Data supplied:
□ □ □

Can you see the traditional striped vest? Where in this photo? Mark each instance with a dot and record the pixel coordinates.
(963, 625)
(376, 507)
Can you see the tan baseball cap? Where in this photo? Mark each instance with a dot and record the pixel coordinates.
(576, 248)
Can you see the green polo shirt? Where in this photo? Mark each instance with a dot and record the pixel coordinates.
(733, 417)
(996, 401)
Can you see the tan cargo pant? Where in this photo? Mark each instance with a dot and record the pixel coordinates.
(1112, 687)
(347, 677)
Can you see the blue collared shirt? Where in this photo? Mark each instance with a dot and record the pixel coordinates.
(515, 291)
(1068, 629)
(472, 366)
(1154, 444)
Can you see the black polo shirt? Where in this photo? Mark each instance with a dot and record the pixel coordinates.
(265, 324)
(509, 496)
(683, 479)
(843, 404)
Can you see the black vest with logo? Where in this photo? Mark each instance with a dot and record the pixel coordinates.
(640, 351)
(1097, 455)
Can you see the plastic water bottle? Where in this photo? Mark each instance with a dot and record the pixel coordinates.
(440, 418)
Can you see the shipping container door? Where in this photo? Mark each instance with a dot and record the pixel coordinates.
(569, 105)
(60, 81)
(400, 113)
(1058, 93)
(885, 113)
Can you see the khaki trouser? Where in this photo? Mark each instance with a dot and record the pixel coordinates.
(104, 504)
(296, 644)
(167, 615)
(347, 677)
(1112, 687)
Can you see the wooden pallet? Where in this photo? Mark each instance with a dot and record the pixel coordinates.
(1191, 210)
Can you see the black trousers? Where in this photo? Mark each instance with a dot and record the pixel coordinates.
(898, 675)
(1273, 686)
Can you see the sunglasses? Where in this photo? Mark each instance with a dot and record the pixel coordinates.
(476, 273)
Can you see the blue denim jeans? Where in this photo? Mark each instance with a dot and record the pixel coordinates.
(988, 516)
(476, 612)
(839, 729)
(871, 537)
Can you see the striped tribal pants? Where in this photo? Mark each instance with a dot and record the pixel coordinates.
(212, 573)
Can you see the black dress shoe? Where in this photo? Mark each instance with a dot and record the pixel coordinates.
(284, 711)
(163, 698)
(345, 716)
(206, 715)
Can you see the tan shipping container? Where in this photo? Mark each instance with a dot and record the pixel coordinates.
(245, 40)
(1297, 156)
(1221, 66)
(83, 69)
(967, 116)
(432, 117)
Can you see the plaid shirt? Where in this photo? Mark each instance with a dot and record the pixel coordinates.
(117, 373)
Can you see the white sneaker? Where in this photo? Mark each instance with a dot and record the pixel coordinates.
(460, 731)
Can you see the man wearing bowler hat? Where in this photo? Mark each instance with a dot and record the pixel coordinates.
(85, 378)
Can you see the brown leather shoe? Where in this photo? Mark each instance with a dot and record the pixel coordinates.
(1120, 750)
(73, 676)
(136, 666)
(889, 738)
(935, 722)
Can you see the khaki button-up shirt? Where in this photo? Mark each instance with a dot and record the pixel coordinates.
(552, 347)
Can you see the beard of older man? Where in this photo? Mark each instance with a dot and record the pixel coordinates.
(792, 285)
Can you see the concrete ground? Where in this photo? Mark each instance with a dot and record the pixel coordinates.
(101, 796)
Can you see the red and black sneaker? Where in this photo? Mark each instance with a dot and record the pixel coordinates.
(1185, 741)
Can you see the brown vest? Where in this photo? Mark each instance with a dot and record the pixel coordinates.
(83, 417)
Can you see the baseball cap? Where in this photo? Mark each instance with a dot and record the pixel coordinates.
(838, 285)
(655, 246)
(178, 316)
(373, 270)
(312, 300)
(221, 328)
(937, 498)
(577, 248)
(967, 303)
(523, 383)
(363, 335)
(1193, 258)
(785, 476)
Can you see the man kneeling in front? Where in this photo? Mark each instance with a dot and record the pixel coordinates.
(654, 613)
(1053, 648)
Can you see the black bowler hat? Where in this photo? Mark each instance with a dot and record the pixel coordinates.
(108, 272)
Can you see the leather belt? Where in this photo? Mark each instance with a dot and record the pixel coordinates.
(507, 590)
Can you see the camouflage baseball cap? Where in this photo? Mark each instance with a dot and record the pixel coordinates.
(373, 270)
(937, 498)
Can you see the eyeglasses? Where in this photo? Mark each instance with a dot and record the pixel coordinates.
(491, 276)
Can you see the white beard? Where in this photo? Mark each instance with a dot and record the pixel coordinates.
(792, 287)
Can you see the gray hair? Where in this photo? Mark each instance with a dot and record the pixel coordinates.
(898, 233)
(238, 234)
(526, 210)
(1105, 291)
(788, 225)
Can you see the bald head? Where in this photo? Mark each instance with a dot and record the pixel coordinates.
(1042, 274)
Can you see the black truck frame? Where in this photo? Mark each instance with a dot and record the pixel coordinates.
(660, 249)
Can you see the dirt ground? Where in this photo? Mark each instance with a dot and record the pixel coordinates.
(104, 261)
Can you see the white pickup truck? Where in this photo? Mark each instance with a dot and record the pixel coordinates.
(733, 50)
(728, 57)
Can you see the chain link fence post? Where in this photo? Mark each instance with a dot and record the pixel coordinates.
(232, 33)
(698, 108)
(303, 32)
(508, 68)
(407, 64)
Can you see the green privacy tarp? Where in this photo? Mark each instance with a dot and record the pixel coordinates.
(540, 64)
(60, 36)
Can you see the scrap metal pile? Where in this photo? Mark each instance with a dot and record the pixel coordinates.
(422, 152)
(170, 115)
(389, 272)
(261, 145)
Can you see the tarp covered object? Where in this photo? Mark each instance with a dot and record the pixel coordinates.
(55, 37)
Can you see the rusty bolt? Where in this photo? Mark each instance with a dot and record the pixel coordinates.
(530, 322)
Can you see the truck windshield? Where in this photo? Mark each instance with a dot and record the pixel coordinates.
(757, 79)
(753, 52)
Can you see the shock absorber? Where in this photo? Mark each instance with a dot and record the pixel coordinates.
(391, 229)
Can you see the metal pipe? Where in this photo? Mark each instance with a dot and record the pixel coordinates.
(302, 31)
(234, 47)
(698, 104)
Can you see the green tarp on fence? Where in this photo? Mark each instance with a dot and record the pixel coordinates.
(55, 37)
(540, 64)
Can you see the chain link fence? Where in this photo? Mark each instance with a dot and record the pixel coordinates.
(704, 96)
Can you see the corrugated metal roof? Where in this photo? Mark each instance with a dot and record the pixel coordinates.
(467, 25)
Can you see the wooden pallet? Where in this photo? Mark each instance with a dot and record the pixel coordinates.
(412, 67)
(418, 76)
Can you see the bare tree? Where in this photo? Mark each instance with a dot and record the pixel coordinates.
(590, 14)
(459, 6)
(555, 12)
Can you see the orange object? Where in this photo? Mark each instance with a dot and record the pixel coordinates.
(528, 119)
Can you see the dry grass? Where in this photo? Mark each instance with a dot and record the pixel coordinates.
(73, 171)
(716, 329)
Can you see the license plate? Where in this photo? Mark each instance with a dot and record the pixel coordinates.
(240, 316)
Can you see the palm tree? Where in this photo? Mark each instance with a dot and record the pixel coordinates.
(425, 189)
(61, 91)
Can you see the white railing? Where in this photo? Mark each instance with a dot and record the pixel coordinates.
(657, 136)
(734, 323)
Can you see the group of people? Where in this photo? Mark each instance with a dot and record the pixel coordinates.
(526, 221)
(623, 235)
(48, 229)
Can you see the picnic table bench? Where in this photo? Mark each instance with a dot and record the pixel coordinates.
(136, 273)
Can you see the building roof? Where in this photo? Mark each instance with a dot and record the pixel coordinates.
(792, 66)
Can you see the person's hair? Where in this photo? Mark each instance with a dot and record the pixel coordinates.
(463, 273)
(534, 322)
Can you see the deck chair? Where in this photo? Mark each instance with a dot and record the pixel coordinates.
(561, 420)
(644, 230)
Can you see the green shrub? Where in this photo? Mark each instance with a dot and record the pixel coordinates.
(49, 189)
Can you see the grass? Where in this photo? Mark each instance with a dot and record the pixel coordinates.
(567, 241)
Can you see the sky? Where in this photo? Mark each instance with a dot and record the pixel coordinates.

□ □ □

Required work: Express the items above, from the line containing "Can you see the concrete" up to and including the line containing "(1053, 648)", as a JSON list of strings, one string per line, with blank lines omitted.

Full solution:
[
  "Can you see the concrete ground? Where in this photo? Mark each instance with a dot and record the pixel coordinates.",
  "(101, 796)",
  "Can you see the red and black sneaker? Where in this photo? Mark each instance with a dot and record the pixel coordinates.",
  "(1185, 741)",
  "Can you see the brown vest? Where in this photo? Mark each instance with a dot and record the pixel coordinates.",
  "(83, 417)",
  "Can you see the baseball cap? Where in this photo? Mark each instance with a dot and record the pixel coordinates.",
  "(838, 285)",
  "(655, 246)",
  "(178, 316)",
  "(373, 270)",
  "(312, 300)",
  "(221, 328)",
  "(937, 498)",
  "(577, 248)",
  "(967, 303)",
  "(523, 383)",
  "(363, 335)",
  "(1193, 258)",
  "(785, 476)",
  "Can you see the man kneeling in front? Where in this photo? Mark each instance with a dot and record the pixel coordinates.",
  "(654, 613)",
  "(1053, 648)"
]